**What is being asked**
Produce a word-for-word copy of the listing below without its pictures.

**Records for this exercise**
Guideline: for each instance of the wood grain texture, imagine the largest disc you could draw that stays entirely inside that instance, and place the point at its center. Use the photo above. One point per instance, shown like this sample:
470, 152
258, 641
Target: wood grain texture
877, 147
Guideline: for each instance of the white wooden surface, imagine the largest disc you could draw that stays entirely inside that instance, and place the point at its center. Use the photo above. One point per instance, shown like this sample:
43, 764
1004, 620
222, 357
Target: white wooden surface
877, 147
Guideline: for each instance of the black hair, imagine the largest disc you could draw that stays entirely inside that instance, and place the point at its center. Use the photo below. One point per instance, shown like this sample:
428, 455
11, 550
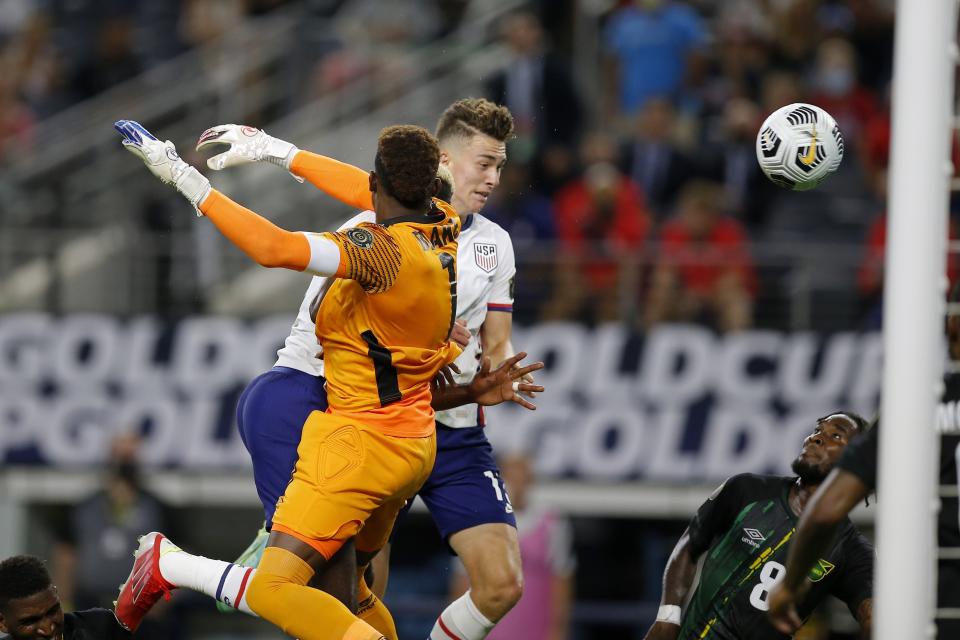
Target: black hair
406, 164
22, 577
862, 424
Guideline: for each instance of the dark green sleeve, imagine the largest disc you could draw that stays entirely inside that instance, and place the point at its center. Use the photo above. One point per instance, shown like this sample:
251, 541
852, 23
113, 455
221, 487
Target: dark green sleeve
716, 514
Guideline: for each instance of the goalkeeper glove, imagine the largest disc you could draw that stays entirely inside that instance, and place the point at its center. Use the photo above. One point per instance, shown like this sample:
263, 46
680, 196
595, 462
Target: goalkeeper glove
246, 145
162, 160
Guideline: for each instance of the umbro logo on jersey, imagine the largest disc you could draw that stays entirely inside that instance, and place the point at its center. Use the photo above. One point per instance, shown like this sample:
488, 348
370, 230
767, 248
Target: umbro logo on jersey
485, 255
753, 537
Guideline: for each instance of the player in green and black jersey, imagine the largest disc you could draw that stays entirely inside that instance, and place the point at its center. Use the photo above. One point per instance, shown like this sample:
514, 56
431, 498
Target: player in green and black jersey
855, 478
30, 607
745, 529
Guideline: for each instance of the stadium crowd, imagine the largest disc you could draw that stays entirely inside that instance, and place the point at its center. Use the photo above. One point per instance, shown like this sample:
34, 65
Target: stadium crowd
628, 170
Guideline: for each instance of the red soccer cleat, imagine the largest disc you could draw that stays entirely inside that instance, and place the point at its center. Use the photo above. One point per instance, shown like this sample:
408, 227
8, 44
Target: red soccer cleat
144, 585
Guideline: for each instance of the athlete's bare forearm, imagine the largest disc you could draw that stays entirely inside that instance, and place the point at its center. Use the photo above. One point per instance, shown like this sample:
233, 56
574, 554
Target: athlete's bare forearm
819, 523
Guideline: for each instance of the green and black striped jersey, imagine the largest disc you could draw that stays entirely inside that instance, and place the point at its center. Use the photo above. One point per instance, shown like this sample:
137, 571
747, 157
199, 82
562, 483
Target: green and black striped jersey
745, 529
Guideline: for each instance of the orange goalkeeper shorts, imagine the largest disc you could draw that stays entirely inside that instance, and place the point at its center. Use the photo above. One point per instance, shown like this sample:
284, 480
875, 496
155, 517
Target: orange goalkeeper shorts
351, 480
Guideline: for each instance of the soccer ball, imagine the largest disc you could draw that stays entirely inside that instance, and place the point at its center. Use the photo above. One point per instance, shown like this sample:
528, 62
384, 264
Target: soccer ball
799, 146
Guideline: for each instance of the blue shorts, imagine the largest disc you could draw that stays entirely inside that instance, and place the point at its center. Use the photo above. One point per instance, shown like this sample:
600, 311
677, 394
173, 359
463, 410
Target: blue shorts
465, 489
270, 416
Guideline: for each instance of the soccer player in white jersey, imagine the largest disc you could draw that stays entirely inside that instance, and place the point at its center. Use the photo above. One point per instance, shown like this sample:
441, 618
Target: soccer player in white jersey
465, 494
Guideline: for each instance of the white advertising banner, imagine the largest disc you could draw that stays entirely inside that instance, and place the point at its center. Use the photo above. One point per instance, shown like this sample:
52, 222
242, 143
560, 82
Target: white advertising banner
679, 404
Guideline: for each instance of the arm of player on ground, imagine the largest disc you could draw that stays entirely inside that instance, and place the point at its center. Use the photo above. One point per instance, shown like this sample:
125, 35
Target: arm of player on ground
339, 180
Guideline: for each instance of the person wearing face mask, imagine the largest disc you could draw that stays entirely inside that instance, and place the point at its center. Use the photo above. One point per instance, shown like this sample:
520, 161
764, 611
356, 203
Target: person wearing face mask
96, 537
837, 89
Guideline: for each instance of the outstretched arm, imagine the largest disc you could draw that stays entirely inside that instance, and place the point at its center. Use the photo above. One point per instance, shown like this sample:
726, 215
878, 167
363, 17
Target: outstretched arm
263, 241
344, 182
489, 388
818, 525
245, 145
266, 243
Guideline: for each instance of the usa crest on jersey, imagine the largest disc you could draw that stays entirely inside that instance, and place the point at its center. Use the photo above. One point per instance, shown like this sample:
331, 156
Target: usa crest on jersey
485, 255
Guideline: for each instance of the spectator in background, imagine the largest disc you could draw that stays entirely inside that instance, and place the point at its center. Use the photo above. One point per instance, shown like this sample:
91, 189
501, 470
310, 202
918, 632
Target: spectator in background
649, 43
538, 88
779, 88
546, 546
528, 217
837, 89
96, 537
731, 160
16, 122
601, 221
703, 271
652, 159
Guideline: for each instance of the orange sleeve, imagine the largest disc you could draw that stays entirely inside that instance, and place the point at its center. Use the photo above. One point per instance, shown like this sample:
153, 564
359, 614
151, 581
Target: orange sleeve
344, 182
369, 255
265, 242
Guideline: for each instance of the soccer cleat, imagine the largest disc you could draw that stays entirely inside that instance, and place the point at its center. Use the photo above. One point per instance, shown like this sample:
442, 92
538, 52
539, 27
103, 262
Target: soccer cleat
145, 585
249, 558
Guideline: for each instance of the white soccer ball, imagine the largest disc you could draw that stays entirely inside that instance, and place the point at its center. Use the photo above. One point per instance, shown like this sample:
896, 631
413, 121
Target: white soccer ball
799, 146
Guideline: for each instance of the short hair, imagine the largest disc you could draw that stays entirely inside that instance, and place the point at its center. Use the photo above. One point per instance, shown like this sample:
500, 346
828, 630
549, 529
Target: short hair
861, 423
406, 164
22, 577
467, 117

**Answer in full**
Guideline: for each instance of the wood grain texture, imagine the largest disc you could draw that stays entirely inside that instance, and place the point at its center. Use the photo above. One point per instance, shown like this sample:
470, 152
258, 641
Target: wood grain texture
877, 147
Guideline: for each instance of the white wooden surface, imagine the largest disc you could draw that stays entirely inside that instance, and place the point at its center. Use the photo above. One point per instance, shown like this sample:
43, 764
1004, 620
222, 357
Target: white wooden surface
877, 147
Guideline: for each instance of the black hair, imagine the largest disc you could draw that stays entirely inside that instance, and place the point at its center. Use the photo below. One point per instance, shown like this sample:
428, 455
11, 550
Target: black hair
406, 164
22, 577
862, 424
Guideline: for each instance of the dark green sleeve, imagine the largest disc you could draw that stays entirely inside that instance, and place the point at its center. Use the photo above. One point per instance, shown like this sample:
251, 541
852, 23
113, 455
221, 487
Target: dark green sleeve
716, 514
Guideline: for each instance of the goalkeeper glove, imagine the largest disc you could draw that stays entirely inside that instance, and place the point at its center. Use the photo above. One point per instance, shown like this sample:
263, 46
680, 196
595, 462
Target: goalkeeper glove
246, 145
162, 160
Guideline: for each instance of the umbro logo on jersey, imagine the largest disc you could draw that stays entirely inside that instance, and place the point at its center. Use the photo above. One point per instance, shown like this sample:
488, 348
370, 230
767, 248
Target: umbro logo on jersey
485, 255
753, 537
Guideline: for each instance of the player in green and black jersey, imagine the largest disc you could draw that stays entirely inside that instance, and place the point at its center. Use the photo above. One point per instance, shown like this sample:
514, 56
431, 498
Target: player in green and black jersey
855, 478
30, 607
745, 529
Guideline: for each instance of the stadium crowd, imagine the largest disc you could draw that stays entirely inside that instance, and place the point at its center. Use the photo above. One point per instance, shown like this sample:
34, 65
Target: stadium crowd
628, 170
Guideline: for each instance of the red soccer cleat, imagine the largest disc you could draw that stays entirely inside that instance, and place the point at its center. Use the photo above. One point per instance, shown like this sample:
408, 227
8, 44
Target: red soccer cleat
144, 585
Guideline: for each instance of the athlete's bare forearm, imagine the largest disc you could draw that stays entirely inside that instance, and place the point at its center. Use the photo above. One point per instance, shown like this sample:
233, 56
574, 554
Target: athlete's bare forearm
819, 523
Guideline: for each instance of the green and black striped jersey, imagine the largest disc you could draw that stays entirely inside that instance, and place the point at its center. Use the photo above. One point per instance, shown like this sample:
137, 571
747, 157
199, 82
562, 483
Target: green and black striped jersey
745, 529
Guideline: for each instance of the orange goalkeeper shorts, imagine the largest disc you could draw that stays entirely inside that instance, and place the point at its center. Use the photo above. One point per instance, shown like this sample:
284, 480
875, 496
155, 517
Target: orange goalkeeper shorts
351, 480
Guideline: for each instance of the soccer ball, imagine the largest disc you could draw that stays entirely inside that instance, and place the point at its center. Use the photo above. One point per instance, shown like this sample:
528, 62
384, 264
Target: soccer ball
799, 146
Guideline: for each instance of the blue shorts, imagine the largest disc you could draw that stays entirely inside that instance, and place the point at its center. Use the photo above. One point per instance, shown like this sample:
600, 311
677, 394
173, 359
463, 410
Target: blue shorts
465, 489
270, 416
Guideline: for each instance of the soccer player in white jersey, imagine the largest disc you could draw that stays entirely inside that instance, and place the point at its center. Use the photo above. One point per instance, shown like this sample:
441, 618
Target: soccer player in white jersey
465, 494
Guideline: for each instance of the white advertising banner, imagine the largest disc you could draw that stays entirely inside that instance, and place the point at its center. Use the photo above. One point per instance, shown like this sample:
52, 222
242, 143
560, 82
Target: white advertising banner
679, 404
Guideline: for each instance of the arm of player on ground, imagine the largest disc you could draw that stays entirely inside that instance, and place the point at its center. Use the photo above. One point per instance, shown like this sample:
125, 35
Target: arm of player on ground
339, 180
Guideline: for each instance of the person wearing face mask, imagine the largest disc you could draw that stays entirely inside that instance, and place the point at its center. Use the photo above. One point per instance, shown like this sample:
520, 161
764, 611
356, 203
Target: person wearing face mask
96, 537
837, 89
Guideline: for each instance of the outstretched arm, imagine the largest disc you could draw that stays entirely inside that instance, and place the point at its center. Use the photo above. One point per instance, shown like this sample:
726, 215
878, 167
363, 17
Target: outstretched arm
263, 241
344, 182
489, 388
818, 525
245, 145
266, 243
Guideline: for each instance of the usa crest on jersey, imagine the largest disc you could draw that stays entirely inside that instance, and place the point at its center. Use the photo above. One point per instance, shown like this sample:
331, 156
Target: usa crest on jersey
485, 255
Guideline: for each instance of the spectator in background, imagine the largest disc you could draw that stays entirely inside that instance, and place the point at its center. Use the photo above. One point per instance, shown like this sample:
91, 189
501, 470
310, 202
918, 632
Target: spectator in background
649, 43
538, 88
779, 88
546, 546
528, 217
837, 89
96, 537
731, 160
16, 122
601, 221
703, 271
652, 159
Guideline: for each instance of the orange sleeve, imagine the largest disc you could draw that stays entirely inside that instance, and place the point at its center. Use the photo above. One point per instance, shown like this sample:
153, 564
359, 614
151, 581
Target: orange sleeve
344, 182
369, 255
265, 242
Guideline: for each instance of the soccer cleat, imagine the largest disc you could draw that stays entirely inside that instance, and place the point at its center. Use the photo above. One point per instance, shown like this sample:
442, 92
538, 52
539, 27
103, 262
Target: soccer cleat
145, 585
249, 558
Guideline: for each instance of the white soccer ball, imagine the largest disc you could draw that stays entirely inside that instance, and place the point at its center. Use the photo above. One point per instance, shown like this sample:
896, 631
413, 121
Target: white soccer ball
799, 146
Guideline: for each instance of the short hair, imagine the largest disc you could draw that stays entirely inside that instance, and place the point at its center. Use the photo above. One point per instance, shown like this sample:
500, 346
828, 630
549, 529
Target: short hair
861, 423
406, 164
22, 577
467, 117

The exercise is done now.